Extracted records:
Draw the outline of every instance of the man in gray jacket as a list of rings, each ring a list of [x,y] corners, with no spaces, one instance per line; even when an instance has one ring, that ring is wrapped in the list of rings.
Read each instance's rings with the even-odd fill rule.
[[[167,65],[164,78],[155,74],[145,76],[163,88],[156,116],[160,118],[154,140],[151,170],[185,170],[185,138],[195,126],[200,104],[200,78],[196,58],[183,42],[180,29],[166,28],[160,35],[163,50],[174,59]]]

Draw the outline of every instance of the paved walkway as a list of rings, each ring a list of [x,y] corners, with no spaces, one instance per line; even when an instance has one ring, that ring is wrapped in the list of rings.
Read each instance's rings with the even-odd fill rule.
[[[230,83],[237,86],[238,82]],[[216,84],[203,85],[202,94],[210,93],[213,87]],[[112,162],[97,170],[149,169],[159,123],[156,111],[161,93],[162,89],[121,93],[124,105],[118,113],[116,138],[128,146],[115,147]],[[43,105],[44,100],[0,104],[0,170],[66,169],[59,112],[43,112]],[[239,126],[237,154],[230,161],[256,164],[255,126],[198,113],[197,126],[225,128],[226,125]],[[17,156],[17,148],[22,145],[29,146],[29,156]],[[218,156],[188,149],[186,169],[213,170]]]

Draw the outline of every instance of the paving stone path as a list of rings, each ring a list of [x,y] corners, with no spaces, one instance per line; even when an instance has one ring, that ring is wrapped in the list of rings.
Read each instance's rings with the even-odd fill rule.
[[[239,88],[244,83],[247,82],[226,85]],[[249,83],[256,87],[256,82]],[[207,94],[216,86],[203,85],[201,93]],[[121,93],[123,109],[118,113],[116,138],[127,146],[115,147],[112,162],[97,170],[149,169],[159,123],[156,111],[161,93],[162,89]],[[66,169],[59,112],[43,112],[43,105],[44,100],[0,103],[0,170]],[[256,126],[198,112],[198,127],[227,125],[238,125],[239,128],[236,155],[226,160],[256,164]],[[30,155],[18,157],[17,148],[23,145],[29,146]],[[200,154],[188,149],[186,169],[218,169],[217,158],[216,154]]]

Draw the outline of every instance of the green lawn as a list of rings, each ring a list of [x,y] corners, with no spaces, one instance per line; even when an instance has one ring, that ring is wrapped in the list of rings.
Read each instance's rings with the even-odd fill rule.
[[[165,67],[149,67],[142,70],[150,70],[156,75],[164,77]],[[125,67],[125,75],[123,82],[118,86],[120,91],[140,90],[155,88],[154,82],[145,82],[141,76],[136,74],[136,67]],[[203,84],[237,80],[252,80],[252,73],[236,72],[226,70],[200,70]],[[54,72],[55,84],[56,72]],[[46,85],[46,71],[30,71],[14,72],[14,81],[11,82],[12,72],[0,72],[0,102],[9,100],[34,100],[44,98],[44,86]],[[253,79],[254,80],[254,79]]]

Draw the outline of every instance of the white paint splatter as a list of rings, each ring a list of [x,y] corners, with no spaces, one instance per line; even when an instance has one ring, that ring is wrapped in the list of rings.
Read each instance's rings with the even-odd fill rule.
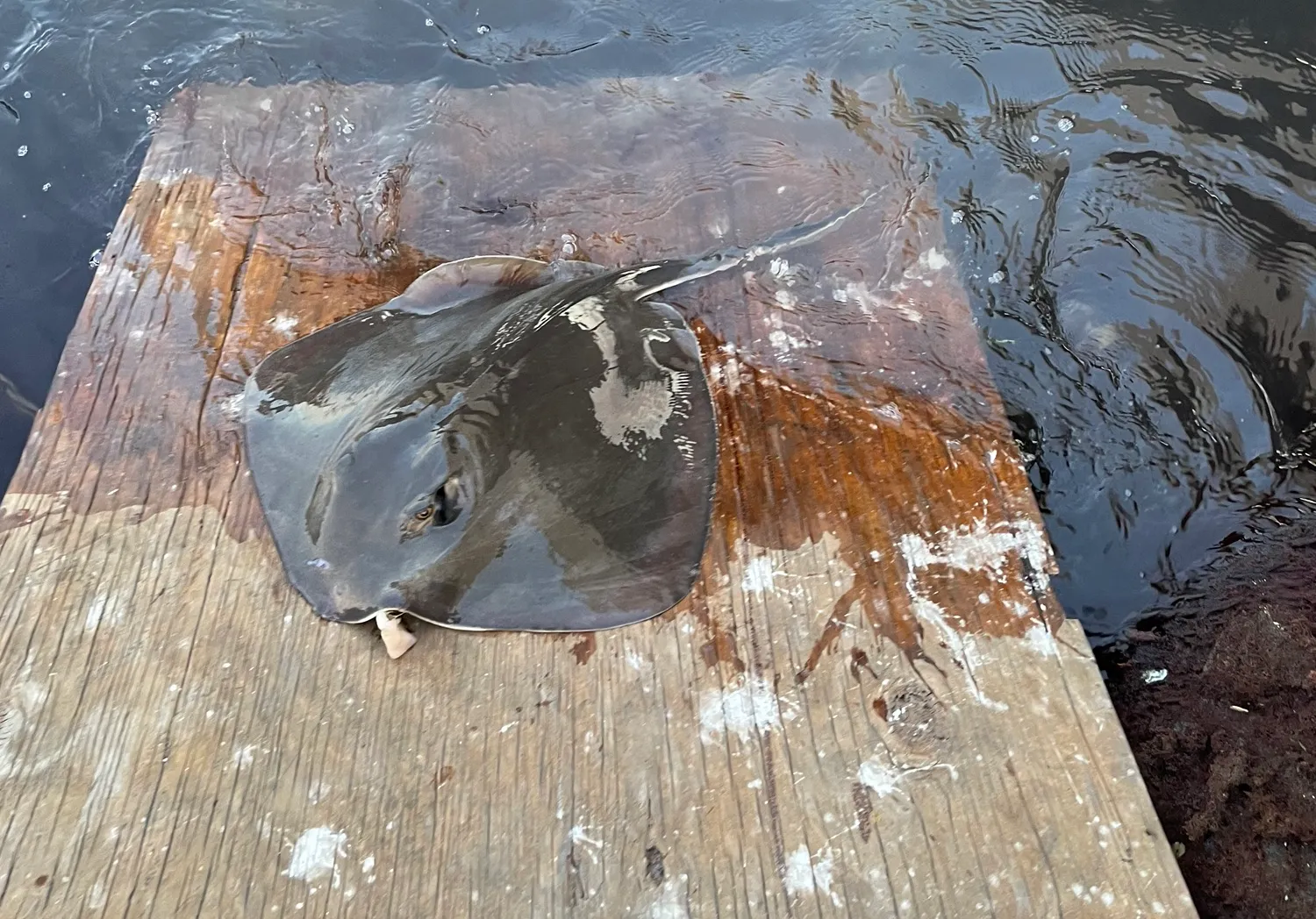
[[[809,851],[801,844],[786,857],[786,893],[800,894],[813,890],[813,865]]]
[[[297,881],[316,881],[333,874],[334,861],[345,856],[347,834],[330,827],[311,827],[292,847],[284,876]]]
[[[945,254],[942,254],[936,248],[929,248],[926,252],[919,256],[919,266],[923,268],[930,268],[932,271],[941,271],[948,264],[950,264],[950,259],[948,259]]]
[[[873,414],[878,415],[879,418],[886,418],[887,421],[892,421],[898,425],[904,422],[904,414],[900,412],[900,406],[896,405],[895,402],[883,402],[882,405],[873,409]]]
[[[279,313],[267,325],[282,335],[291,335],[297,329],[297,317]]]
[[[901,298],[883,297],[869,289],[863,281],[846,281],[845,287],[832,291],[832,298],[840,304],[855,304],[859,312],[873,316],[880,309],[895,310],[900,318],[913,322],[923,322],[923,313],[913,309]]]
[[[974,677],[974,668],[982,661],[982,653],[974,636],[965,635],[950,624],[950,619],[946,618],[946,610],[919,593],[913,572],[911,572],[905,578],[905,586],[909,590],[909,606],[913,609],[913,614],[926,624],[936,628],[937,635],[942,643],[945,643],[950,655],[963,664],[965,676],[969,677],[967,689],[973,697],[992,711],[1008,711],[1009,706],[1007,703],[988,698],[987,694],[978,688],[978,680]]]
[[[83,631],[93,632],[101,624],[117,626],[124,621],[124,605],[118,600],[108,593],[96,594],[91,603],[87,606],[87,615],[83,619]]]
[[[734,734],[741,743],[757,734],[782,727],[794,720],[794,702],[779,699],[772,684],[757,674],[742,674],[726,689],[703,694],[699,706],[699,736],[711,743],[724,734]]]
[[[975,521],[971,527],[942,529],[936,544],[920,534],[900,536],[900,551],[911,571],[930,565],[949,565],[959,571],[990,571],[1000,582],[1005,581],[1004,567],[1017,556],[1028,563],[1029,573],[1040,589],[1045,589],[1050,567],[1050,544],[1036,521],[1001,521],[987,526]]]
[[[1045,626],[1045,623],[1034,622],[1024,632],[1024,642],[1033,653],[1040,657],[1059,657],[1061,649],[1055,644],[1055,636],[1051,635],[1051,630]]]
[[[772,560],[766,555],[761,555],[745,565],[745,577],[741,578],[741,589],[745,593],[765,594],[772,589],[772,581],[776,575],[776,569],[772,568]]]
[[[103,910],[105,908],[105,885],[101,884],[100,878],[91,885],[91,890],[87,891],[87,908],[88,910]]]
[[[686,908],[686,898],[675,884],[667,881],[658,894],[658,899],[649,907],[649,919],[690,919],[690,910]]]
[[[836,906],[841,906],[841,898],[832,893],[832,849],[820,849],[816,860],[809,857],[809,851],[803,844],[786,857],[786,893],[797,895],[811,891],[820,891],[832,898]]]
[[[879,798],[888,798],[896,793],[896,782],[900,776],[878,763],[876,757],[871,757],[859,764],[858,778],[861,785],[874,791]]]

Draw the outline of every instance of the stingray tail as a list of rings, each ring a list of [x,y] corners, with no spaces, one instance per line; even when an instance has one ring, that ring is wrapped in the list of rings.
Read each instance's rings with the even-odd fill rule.
[[[824,235],[840,226],[846,218],[854,214],[873,200],[876,192],[869,192],[858,204],[842,208],[825,220],[812,224],[797,224],[786,230],[774,233],[767,239],[754,246],[733,246],[711,252],[695,262],[675,260],[661,262],[637,272],[633,279],[638,285],[636,300],[644,300],[667,288],[686,284],[700,277],[708,277],[721,271],[730,271],[742,264],[754,262],[766,255],[779,255],[797,246],[821,239]]]

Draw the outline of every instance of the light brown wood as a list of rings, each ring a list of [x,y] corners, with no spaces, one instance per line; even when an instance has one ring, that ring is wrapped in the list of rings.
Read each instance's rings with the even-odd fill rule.
[[[886,79],[200,88],[0,517],[0,915],[1191,916]],[[821,243],[674,300],[704,576],[592,636],[320,622],[233,417],[441,259]]]

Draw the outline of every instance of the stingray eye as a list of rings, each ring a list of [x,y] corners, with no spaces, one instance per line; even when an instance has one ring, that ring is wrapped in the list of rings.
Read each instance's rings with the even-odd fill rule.
[[[434,522],[438,526],[447,526],[462,513],[459,504],[461,489],[458,488],[457,476],[451,476],[438,490],[434,492],[434,507],[437,509],[437,515]]]

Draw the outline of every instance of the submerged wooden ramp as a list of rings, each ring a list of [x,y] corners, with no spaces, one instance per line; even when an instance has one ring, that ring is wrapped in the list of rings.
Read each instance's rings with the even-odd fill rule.
[[[0,515],[0,915],[1191,916],[890,83],[205,87]],[[236,397],[441,259],[842,229],[682,291],[704,575],[400,661],[282,573]]]

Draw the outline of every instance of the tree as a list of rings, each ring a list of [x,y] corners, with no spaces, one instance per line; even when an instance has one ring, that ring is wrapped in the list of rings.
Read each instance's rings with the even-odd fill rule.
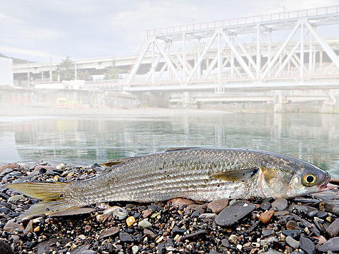
[[[105,72],[104,79],[116,79],[118,78],[118,74],[122,72],[122,70],[116,66],[114,61],[112,63],[112,65],[109,67],[107,67],[107,71]]]

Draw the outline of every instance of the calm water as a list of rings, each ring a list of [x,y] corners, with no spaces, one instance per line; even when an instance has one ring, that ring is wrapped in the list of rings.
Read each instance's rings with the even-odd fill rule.
[[[230,113],[154,118],[2,117],[0,162],[91,165],[169,147],[285,153],[339,176],[339,115]]]

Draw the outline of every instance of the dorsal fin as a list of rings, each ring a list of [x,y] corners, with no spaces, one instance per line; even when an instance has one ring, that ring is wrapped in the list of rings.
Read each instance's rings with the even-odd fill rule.
[[[192,146],[192,147],[173,147],[171,148],[167,148],[166,152],[172,152],[173,151],[185,151],[185,150],[191,150],[191,149],[196,149],[196,148],[201,148],[201,147],[198,146]]]

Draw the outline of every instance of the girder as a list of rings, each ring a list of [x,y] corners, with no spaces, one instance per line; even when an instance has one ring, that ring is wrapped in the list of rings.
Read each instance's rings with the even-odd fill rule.
[[[184,87],[208,80],[220,85],[338,75],[339,46],[319,31],[338,25],[339,6],[150,30],[127,84],[141,78]],[[141,63],[150,55],[151,68],[143,75]]]

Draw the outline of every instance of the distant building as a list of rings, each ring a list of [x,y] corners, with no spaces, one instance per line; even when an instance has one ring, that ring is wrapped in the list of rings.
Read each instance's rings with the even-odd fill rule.
[[[14,86],[12,59],[0,57],[0,86]]]

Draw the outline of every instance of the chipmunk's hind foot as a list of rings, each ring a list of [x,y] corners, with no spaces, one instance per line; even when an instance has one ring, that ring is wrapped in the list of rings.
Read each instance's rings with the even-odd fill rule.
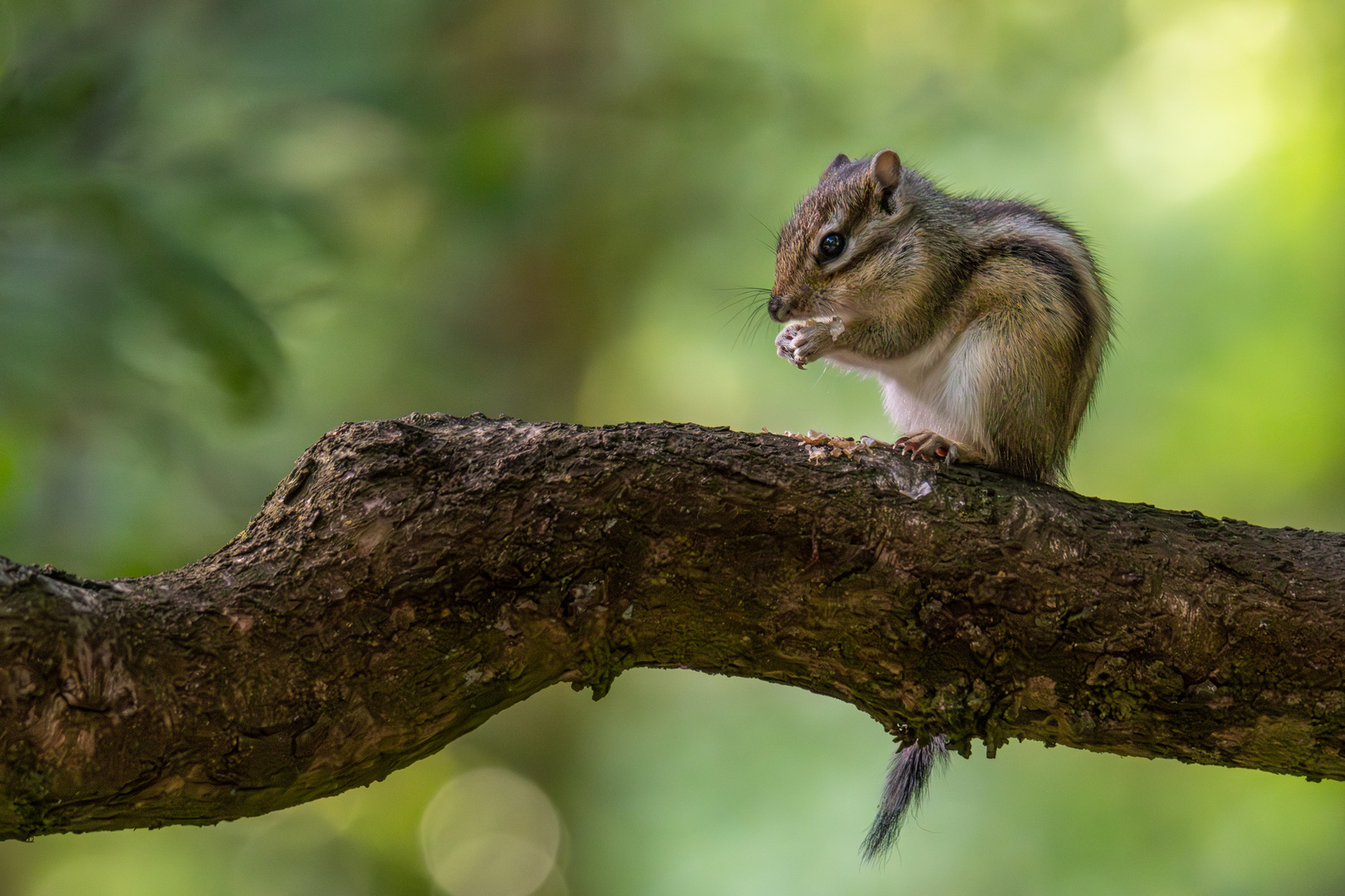
[[[956,463],[962,457],[960,445],[952,439],[946,439],[933,430],[908,433],[897,439],[893,447],[898,451],[909,453],[911,457],[925,461],[943,461],[944,463]]]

Instruction:
Your copy should consist only of the lines from the line holding "Draw the outline of every instance of the distant" through the final line of the listing above, both included, with all pictures omitted.

Solution to the exercise:
Draw the outline of every instance of the distant building as a list of rings, each ring a list of [x,y] corners, with no spaces, one instance per line; even when an instance has one ring, that ring is wrapped in the list of rings.
Read each instance's rings with the even-odd fill rule.
[[[14,86],[12,59],[0,57],[0,86]]]

Draw the outline of every instance of the chipmunk's hind foot as a list of rings, each ring a list of [x,y] corners, with no spaces, one instance per line; even when an instance has one ring, that ring is wrapped in the list of rings.
Read each instance's rings with the even-odd fill rule.
[[[956,463],[962,457],[960,445],[952,439],[946,439],[933,430],[908,433],[897,439],[893,447],[898,451],[909,453],[911,457],[925,461],[943,461],[944,463]]]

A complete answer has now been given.